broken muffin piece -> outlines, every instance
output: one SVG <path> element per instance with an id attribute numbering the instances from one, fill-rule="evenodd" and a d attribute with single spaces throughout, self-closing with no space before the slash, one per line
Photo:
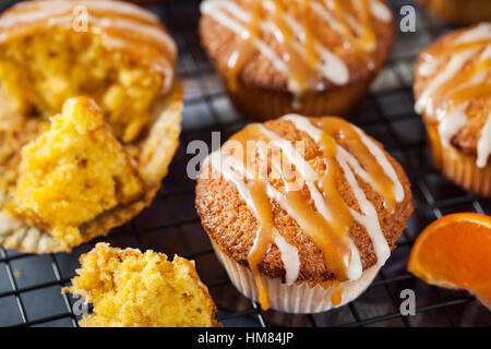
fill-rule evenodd
<path id="1" fill-rule="evenodd" d="M 94 304 L 83 327 L 212 327 L 216 305 L 194 263 L 154 251 L 96 246 L 80 258 L 72 286 L 63 289 Z"/>
<path id="2" fill-rule="evenodd" d="M 23 1 L 0 16 L 0 80 L 16 111 L 49 117 L 88 96 L 125 143 L 170 92 L 176 55 L 157 16 L 121 1 Z"/>
<path id="3" fill-rule="evenodd" d="M 134 164 L 97 105 L 70 98 L 50 128 L 22 149 L 9 209 L 67 246 L 83 242 L 80 226 L 143 194 Z"/>

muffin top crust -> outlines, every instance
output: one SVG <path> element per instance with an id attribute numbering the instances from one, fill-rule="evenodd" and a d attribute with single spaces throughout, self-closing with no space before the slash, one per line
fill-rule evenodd
<path id="1" fill-rule="evenodd" d="M 153 13 L 123 1 L 44 0 L 17 3 L 0 16 L 0 44 L 37 31 L 63 27 L 93 33 L 105 45 L 146 62 L 165 79 L 163 91 L 173 80 L 176 44 Z"/>
<path id="2" fill-rule="evenodd" d="M 218 327 L 216 305 L 194 262 L 152 250 L 97 243 L 80 257 L 72 286 L 63 289 L 94 304 L 83 327 Z"/>
<path id="3" fill-rule="evenodd" d="M 357 279 L 384 264 L 412 212 L 402 167 L 338 118 L 250 124 L 213 153 L 196 209 L 212 241 L 286 284 Z"/>
<path id="4" fill-rule="evenodd" d="M 328 91 L 373 74 L 394 38 L 382 0 L 206 0 L 201 11 L 203 45 L 231 88 Z"/>
<path id="5" fill-rule="evenodd" d="M 416 111 L 438 128 L 445 146 L 491 154 L 491 23 L 451 33 L 421 52 L 415 71 Z"/>

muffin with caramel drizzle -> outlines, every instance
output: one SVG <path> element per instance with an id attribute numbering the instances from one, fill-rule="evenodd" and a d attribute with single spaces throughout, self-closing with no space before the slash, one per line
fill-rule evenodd
<path id="1" fill-rule="evenodd" d="M 434 166 L 466 190 L 491 197 L 491 23 L 451 33 L 421 52 L 416 111 Z"/>
<path id="2" fill-rule="evenodd" d="M 314 313 L 370 285 L 412 205 L 404 170 L 363 131 L 288 115 L 209 155 L 196 209 L 243 294 L 263 309 Z"/>
<path id="3" fill-rule="evenodd" d="M 235 106 L 266 120 L 346 116 L 394 39 L 383 0 L 206 0 L 200 33 Z"/>

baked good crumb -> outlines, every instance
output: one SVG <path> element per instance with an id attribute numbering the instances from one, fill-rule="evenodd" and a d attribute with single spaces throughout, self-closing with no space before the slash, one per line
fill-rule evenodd
<path id="1" fill-rule="evenodd" d="M 211 327 L 216 305 L 194 263 L 154 251 L 96 246 L 80 258 L 81 268 L 64 292 L 85 297 L 94 313 L 83 327 Z"/>
<path id="2" fill-rule="evenodd" d="M 80 226 L 143 194 L 134 164 L 88 98 L 69 99 L 49 130 L 22 151 L 8 208 L 73 246 Z"/>

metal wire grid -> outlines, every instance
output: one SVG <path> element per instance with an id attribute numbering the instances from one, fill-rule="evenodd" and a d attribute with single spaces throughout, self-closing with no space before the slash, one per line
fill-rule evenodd
<path id="1" fill-rule="evenodd" d="M 412 3 L 392 0 L 391 4 L 398 13 L 402 5 Z M 462 191 L 432 169 L 423 125 L 412 111 L 417 53 L 452 28 L 417 12 L 417 33 L 398 33 L 393 57 L 350 119 L 381 141 L 411 180 L 416 210 L 398 248 L 356 301 L 326 313 L 292 315 L 263 312 L 231 286 L 194 210 L 194 182 L 185 174 L 193 155 L 187 154 L 187 144 L 193 140 L 211 144 L 213 131 L 219 131 L 225 141 L 248 122 L 231 107 L 200 48 L 197 8 L 199 1 L 193 0 L 149 7 L 161 15 L 178 43 L 178 74 L 185 88 L 181 146 L 155 202 L 130 224 L 71 254 L 37 256 L 0 249 L 0 325 L 77 326 L 79 316 L 73 312 L 76 300 L 61 294 L 60 288 L 74 276 L 82 253 L 98 241 L 109 241 L 116 246 L 153 249 L 195 260 L 218 305 L 218 320 L 226 326 L 491 326 L 491 313 L 468 293 L 428 286 L 406 272 L 410 246 L 429 222 L 454 212 L 491 213 L 491 201 Z M 398 312 L 403 289 L 416 292 L 416 316 Z"/>

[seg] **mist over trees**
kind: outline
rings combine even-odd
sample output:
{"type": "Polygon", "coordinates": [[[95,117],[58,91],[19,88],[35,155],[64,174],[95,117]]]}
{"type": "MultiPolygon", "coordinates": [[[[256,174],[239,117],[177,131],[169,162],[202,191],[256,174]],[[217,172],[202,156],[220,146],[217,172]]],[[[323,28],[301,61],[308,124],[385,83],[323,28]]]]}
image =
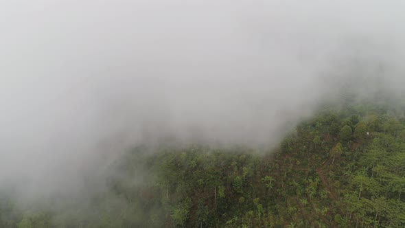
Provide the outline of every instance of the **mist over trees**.
{"type": "Polygon", "coordinates": [[[405,3],[0,3],[0,227],[403,227],[405,3]]]}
⁂
=== What is needed ===
Set out the lines of the rows above, from the line containing "baked good crumb -> outlines, every instance" through the line containing "L 143 194 L" (both ends included), as a numbered list with any blank lines omitted.

=== Exercise answer ===
1. baked good crumb -> outlines, every instance
2. output: one SVG <path> element per instance with an id attribute numbering the instances from one, fill-rule="evenodd" and a d attribute with single spaces throughout, self-closing with no space before the slash, one per line
3. fill-rule evenodd
4. <path id="1" fill-rule="evenodd" d="M 211 327 L 216 305 L 194 263 L 154 251 L 96 246 L 80 258 L 81 268 L 64 292 L 85 297 L 94 313 L 83 327 Z"/>
5. <path id="2" fill-rule="evenodd" d="M 80 226 L 143 194 L 134 164 L 88 98 L 69 99 L 49 130 L 22 151 L 8 208 L 73 246 Z"/>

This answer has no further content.